• **Quoted passage**
However, the current study of metasystems has progressed with little detailed evolutionary analysis of the human system.  This is problematic for metasystem transition theory because the human system exhibits social organization mediated by biochemistry, but also social organization mediated by culture and technology, suggesting that metasystems can occur even if driven by non-biochemical organizing properties. Furthermore, the human system, specifically because of its cultural and technological properties, gives us the most obvious appearance of a system with the capability to transition to a higher metasystem in the near-term future. Therefore, in this paper I attempt to apply MST theory to the human system specifically in order to develop “Human Metasystem Transition” (HMST) theory. This new analysis will give us a deeper framework for understanding the specific nature of human transitions, and consequently give us a better understanding of the similarities and differences between metasystems that emerge from biochemical and technocultural mechanisms, two distinct and (potentially) competing evolutionary pathways (Last 2014b).

 

2. Human metasystem transitions

 

From the application of metasystem transition (MST) theory to the human system, we can identify three major system transitions throughout the evolution of our genus Homo. On each occasion a new level of organization has emerged, which has been stabilized by higher controls and higher group selection. These metasystems broadly include systems commonly referred to as “band/tribe,” “chiefdom/kingdom,” and “nation-state/international” organizations (see Figure 2). The structures of these organizations have been stabilized by the control of three mostly distinct primary energy sources: hunting, agriculture, and industry. Band/tribe organizations manifested around the control of hunted and cooked animal meat: the Pyrian Regime. Chiefdom/kingdom organizations manifested around the control of domesticated plant and animal resources: the Agrian Regime. Nation-state/international organizations manifested around the control of ancient biomass (or fossil fuels): the Carbian Regime (see Niele 2005).

 

The control of these energy sources was always organized through the utilization of a new information medium to connect previously disparate subsystems. During the transition to hunting organizations, modern language emerged to facilitate the formation of larger group sizes, which were capable of producing the social and technical expertise necessary for hunting to become a stable and reliable energy source (Dunbar 2003). During the transition to agricultural organizations, written language functioned to track, collect, and stabilize a coordinated large-scale economy fundamentally built on domesticated plants and animals (Cooper 2004). During the transition to industrial organizations, the printing press emerged allowing for the flourishing of scientific and technical expertise necessary for the exploitation and stabilization of fossil fuels, and consequently, the construction of the modern world (Niele 2005).

• **Provided information**
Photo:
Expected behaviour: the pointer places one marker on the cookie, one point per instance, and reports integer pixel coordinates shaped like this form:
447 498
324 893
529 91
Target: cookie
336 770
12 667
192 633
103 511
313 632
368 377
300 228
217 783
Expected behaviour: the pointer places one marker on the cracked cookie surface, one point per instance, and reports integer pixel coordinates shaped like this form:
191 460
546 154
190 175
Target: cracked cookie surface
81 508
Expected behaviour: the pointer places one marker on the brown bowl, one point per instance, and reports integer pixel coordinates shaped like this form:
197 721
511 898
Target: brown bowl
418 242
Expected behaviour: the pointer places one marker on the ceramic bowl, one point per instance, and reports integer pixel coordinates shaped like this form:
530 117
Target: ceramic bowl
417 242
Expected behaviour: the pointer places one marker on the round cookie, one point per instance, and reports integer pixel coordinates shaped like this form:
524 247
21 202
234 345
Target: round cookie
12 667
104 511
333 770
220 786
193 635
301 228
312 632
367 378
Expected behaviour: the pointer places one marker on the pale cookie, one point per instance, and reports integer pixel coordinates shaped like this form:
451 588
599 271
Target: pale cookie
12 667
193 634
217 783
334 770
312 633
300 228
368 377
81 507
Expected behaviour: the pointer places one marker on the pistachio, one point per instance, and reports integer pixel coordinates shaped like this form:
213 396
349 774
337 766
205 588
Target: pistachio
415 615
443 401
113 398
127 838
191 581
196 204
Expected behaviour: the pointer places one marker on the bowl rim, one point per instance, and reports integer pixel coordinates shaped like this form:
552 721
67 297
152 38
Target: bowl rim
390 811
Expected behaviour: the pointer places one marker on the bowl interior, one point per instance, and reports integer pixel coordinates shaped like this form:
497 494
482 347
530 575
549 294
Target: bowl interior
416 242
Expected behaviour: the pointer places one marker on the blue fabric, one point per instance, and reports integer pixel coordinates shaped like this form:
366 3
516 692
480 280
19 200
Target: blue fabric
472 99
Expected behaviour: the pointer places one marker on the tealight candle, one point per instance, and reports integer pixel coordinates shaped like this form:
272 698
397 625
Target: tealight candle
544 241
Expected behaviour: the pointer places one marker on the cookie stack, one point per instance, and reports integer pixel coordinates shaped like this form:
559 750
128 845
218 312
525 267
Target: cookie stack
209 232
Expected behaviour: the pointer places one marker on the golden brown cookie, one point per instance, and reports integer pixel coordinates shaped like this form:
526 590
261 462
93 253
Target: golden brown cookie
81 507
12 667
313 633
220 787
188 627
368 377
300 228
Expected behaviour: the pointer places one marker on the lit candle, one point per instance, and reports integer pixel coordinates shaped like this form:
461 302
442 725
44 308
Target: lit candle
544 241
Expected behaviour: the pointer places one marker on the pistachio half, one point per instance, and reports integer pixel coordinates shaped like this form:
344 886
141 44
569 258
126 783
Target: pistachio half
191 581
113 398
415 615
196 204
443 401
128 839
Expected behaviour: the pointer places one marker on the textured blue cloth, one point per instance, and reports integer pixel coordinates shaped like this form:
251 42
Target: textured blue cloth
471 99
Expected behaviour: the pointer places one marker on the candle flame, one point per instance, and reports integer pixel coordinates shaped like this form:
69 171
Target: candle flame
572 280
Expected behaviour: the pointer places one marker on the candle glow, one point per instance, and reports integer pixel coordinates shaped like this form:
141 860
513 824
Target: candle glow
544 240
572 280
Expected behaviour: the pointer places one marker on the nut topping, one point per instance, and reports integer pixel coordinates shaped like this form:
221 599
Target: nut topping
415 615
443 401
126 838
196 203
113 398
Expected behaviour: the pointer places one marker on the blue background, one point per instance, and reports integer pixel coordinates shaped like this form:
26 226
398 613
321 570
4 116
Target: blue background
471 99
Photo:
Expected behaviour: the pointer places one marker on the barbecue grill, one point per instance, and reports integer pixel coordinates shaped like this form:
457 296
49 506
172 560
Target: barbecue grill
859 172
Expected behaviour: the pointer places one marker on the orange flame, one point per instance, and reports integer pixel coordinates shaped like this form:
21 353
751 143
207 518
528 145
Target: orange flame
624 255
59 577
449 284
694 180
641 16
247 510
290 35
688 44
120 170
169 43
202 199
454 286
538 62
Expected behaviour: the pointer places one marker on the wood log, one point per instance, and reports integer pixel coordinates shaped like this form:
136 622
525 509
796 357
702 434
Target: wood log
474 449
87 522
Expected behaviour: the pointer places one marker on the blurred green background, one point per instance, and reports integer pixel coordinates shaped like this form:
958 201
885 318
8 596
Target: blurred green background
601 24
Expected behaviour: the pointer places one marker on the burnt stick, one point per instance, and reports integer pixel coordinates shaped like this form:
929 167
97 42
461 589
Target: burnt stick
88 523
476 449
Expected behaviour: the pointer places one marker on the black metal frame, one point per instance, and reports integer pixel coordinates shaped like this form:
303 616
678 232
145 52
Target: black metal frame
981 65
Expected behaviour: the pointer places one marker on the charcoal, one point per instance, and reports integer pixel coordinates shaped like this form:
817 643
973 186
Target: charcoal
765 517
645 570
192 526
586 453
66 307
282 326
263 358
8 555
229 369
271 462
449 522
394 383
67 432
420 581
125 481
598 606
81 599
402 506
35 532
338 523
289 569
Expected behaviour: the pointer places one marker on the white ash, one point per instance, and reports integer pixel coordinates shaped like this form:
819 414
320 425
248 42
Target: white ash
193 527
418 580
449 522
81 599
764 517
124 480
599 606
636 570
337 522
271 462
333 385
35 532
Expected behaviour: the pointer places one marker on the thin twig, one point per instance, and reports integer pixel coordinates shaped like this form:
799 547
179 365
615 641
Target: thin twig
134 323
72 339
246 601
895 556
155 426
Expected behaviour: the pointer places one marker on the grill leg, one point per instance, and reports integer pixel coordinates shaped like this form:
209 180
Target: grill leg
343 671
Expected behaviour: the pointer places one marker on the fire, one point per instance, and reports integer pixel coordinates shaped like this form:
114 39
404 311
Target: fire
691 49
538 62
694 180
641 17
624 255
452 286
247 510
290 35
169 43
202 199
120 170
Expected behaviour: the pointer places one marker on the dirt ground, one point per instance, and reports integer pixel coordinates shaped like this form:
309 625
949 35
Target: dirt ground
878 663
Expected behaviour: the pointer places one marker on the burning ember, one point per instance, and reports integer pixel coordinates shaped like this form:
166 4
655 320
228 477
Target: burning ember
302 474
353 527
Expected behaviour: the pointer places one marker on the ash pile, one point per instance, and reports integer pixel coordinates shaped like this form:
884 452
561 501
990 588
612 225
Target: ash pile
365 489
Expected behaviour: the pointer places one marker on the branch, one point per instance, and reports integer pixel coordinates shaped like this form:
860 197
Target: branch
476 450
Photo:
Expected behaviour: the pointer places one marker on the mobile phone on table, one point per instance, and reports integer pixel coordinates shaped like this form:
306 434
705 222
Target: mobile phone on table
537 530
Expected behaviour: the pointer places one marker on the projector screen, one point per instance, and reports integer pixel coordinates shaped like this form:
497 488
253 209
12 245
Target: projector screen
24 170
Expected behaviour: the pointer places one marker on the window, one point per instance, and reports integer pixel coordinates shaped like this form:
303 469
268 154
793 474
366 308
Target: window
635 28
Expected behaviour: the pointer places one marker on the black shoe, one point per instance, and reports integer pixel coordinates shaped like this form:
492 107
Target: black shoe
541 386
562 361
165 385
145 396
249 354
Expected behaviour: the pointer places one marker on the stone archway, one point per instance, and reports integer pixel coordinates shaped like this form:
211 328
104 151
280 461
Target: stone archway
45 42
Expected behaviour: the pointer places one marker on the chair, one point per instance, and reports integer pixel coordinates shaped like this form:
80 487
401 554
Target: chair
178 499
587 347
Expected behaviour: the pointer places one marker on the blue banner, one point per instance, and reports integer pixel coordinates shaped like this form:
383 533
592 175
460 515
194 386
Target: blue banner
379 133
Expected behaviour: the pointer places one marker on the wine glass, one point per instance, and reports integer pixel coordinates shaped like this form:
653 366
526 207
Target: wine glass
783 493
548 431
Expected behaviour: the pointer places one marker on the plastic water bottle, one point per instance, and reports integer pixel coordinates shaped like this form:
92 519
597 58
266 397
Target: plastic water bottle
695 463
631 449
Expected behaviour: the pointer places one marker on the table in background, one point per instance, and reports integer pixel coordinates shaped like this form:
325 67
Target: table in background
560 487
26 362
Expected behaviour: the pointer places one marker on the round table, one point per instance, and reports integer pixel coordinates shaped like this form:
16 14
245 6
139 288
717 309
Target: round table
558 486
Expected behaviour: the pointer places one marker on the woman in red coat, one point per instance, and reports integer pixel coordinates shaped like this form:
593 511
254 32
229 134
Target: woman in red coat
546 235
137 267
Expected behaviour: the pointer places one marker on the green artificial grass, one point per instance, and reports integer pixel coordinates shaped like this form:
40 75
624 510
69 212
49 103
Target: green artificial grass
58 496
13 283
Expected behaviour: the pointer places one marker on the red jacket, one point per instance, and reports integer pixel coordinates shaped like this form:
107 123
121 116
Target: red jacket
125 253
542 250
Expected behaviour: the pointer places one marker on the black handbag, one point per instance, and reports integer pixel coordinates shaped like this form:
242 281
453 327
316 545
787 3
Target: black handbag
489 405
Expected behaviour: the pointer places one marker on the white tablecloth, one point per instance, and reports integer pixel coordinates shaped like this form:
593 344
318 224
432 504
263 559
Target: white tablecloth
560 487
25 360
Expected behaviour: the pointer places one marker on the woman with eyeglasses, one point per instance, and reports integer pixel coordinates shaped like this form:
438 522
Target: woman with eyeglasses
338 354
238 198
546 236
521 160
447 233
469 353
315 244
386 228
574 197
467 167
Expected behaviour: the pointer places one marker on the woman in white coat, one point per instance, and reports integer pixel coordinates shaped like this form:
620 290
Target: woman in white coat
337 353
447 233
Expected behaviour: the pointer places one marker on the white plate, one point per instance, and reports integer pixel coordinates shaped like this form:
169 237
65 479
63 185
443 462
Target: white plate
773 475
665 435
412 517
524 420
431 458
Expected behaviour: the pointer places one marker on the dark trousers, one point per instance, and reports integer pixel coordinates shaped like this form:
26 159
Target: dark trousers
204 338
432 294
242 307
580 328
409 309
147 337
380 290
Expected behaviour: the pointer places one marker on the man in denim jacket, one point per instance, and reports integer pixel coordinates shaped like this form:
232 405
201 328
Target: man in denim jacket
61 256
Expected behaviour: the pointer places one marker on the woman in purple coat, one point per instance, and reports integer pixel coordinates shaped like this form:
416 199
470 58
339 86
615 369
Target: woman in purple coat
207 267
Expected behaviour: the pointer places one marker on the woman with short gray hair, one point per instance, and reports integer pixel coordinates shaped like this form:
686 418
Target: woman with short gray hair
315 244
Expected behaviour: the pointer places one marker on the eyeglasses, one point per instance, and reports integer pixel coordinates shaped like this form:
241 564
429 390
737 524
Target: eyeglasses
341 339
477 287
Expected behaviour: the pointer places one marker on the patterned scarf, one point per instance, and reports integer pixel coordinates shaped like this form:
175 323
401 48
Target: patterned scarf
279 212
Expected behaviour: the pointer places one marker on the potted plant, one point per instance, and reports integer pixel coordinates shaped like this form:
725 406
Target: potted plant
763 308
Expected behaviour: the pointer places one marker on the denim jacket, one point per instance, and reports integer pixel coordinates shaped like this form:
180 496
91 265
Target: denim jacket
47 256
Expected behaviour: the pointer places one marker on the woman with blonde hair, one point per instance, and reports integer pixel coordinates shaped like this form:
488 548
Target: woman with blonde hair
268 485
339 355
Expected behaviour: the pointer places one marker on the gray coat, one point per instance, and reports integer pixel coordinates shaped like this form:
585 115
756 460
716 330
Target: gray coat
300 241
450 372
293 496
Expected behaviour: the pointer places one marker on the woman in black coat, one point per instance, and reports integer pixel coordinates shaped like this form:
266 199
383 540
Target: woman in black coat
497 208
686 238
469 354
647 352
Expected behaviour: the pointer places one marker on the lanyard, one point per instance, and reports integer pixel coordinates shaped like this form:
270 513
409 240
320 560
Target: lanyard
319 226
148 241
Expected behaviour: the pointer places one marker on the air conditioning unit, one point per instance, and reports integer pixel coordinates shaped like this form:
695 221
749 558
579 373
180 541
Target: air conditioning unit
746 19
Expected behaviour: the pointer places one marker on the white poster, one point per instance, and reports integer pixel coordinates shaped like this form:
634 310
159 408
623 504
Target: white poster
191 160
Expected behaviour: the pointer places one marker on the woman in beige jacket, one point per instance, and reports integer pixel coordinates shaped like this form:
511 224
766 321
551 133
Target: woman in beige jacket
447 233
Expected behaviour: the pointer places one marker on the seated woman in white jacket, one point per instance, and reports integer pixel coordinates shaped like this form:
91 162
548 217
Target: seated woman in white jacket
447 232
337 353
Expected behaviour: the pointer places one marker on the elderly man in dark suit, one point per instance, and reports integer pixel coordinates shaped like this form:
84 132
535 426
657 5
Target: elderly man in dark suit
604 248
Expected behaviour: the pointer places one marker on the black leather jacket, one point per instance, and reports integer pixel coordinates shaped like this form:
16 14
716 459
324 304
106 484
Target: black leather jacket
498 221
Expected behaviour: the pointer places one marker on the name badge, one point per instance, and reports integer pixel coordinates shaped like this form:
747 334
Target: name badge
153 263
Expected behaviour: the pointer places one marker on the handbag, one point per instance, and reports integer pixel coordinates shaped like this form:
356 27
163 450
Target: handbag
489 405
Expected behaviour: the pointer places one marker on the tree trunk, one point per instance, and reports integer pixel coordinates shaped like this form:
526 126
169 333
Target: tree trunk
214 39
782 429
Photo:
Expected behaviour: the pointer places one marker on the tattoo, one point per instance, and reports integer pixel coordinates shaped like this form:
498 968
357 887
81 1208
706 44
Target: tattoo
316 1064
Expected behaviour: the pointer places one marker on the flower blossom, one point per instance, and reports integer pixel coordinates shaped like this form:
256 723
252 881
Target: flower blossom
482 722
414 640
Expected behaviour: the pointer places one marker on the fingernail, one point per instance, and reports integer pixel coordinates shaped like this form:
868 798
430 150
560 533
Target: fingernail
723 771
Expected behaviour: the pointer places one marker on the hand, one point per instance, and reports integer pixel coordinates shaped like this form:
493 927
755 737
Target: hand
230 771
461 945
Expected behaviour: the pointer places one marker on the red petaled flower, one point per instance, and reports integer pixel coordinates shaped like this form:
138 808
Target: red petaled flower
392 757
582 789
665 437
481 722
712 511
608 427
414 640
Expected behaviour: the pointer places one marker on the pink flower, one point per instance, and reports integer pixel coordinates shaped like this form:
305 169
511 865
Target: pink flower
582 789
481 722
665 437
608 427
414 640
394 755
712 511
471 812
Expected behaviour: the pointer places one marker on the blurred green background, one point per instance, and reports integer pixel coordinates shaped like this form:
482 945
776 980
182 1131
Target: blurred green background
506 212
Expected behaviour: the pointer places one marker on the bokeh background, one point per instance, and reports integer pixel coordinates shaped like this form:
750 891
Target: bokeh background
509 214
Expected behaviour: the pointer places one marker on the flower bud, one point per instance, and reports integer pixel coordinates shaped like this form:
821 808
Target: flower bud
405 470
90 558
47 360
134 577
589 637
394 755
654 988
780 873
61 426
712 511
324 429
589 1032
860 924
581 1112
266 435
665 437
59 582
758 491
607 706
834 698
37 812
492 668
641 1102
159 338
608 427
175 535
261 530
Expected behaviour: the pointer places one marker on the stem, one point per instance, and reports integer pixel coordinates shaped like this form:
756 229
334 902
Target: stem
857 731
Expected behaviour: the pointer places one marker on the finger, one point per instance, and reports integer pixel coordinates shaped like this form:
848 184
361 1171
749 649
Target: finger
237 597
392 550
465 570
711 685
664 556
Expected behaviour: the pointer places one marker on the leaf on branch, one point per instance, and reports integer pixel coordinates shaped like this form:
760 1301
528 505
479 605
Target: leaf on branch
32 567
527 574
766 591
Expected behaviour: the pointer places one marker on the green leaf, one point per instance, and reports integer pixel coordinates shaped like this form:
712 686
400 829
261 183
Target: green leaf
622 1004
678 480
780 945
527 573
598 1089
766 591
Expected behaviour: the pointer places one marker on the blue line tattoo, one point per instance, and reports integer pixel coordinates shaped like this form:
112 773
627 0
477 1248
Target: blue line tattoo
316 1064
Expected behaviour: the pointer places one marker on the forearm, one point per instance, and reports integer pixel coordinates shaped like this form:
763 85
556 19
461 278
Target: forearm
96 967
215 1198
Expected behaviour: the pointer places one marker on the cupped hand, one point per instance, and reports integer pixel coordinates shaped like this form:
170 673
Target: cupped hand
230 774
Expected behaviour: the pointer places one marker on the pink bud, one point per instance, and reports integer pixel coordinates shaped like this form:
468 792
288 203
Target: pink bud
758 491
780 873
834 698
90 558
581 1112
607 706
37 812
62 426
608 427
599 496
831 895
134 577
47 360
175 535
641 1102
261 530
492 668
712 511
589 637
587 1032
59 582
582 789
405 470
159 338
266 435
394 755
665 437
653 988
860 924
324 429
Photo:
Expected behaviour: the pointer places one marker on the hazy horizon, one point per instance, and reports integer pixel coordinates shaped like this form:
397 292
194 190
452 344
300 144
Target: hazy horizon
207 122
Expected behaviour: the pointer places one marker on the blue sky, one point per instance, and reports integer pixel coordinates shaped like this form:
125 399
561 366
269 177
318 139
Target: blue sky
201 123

• **Requirements**
1. According to the passage on human metasystem transitions, which information medium emerged during the transition to agricultural organizations?
2. Write the next part of the passage on human metasystem transitions, starting after its final sentence.

• **Answers given**
1. Written language.

2.
All of these human metasystem transitions (HMST) can be characterized by subsystems of lower control becoming integrated under new higher control regimes. In the hunting transitions, parties and groups became integrated into bands and tribes. In the agricultural transitions, bands and tribes became integrated or subsumed into chiefdoms and kingdoms. In the industrial transition, chiefdoms and kingdoms became integrated or subsumed into the formation of the modern nation-state.  These are the most basic example of both the hierarchical and developmentally constrained nature of metasystems.  Metasystems are hierarchical because they emerge from integration at lower levels and developmentally constrained because they manifest similar organizational properties at each level.  In this framework of thinking about the human system, the modern nation-state sits atop an ancient evolutionary HMST control hierarchy of ever-more diversely integrated subsystems (Figure 2).

 

Figure 2: Human Metasystem Transitions

Human metasystems appear to be phenomena intimately dependent on information mediums, energy systems, and the synergistic feedback processes they can maintain. Information mediums tend to act as the functional tool for the organization of control system resources, capital, and people, and energy systems tend to act as structural stabilizers of control system organization. Therefore, the control of information for the purpose of acquiring and distributing energy may represent the nature of complex system control, at least in the human system.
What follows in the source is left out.